Task prompt: Reproduce each of the rows below verbatim, altering nothing.

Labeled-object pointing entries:
+ + + +
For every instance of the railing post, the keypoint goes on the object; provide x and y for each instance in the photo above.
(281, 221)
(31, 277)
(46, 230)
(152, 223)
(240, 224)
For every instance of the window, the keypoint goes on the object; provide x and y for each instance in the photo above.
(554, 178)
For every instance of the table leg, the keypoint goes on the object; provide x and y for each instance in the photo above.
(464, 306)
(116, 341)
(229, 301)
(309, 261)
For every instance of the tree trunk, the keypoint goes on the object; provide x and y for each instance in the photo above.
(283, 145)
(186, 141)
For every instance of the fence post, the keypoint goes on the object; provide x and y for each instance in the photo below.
+ + + +
Result of this task:
For every instance of the railing post, the keypoint goes on the object; provide x and y for each instance in the photo above.
(281, 221)
(31, 277)
(46, 230)
(152, 223)
(240, 224)
For every instance of the window, the keypoint goes on the object; provide x and y for each instance in the photo above.
(554, 178)
For every instance of the table leg, the keypoint goes on the object; provide x and y for each instance in the photo above.
(464, 306)
(116, 341)
(229, 301)
(309, 261)
For every instance of the tree trunk, the keypoint goes on the object; provide x and y for each instance in the photo above.
(283, 145)
(186, 141)
For every instance of the fence post, the keypoint goes on the object; provide x and y for each instance in the photo below.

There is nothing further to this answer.